- _EXERCISE BRIEF_:
The entries below should be written out again exactly as they stand.

- _EXERCISE INPUT_:
• • • • • • •

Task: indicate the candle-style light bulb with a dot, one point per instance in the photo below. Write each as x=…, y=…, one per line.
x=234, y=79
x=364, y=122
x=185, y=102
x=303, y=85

• • • • • • •

- _SOLUTION_:
Task: indicate the candle-style light bulb with a dot, one point per instance in the photo below. Write each as x=…, y=…, one per line.
x=234, y=79
x=364, y=122
x=185, y=102
x=303, y=85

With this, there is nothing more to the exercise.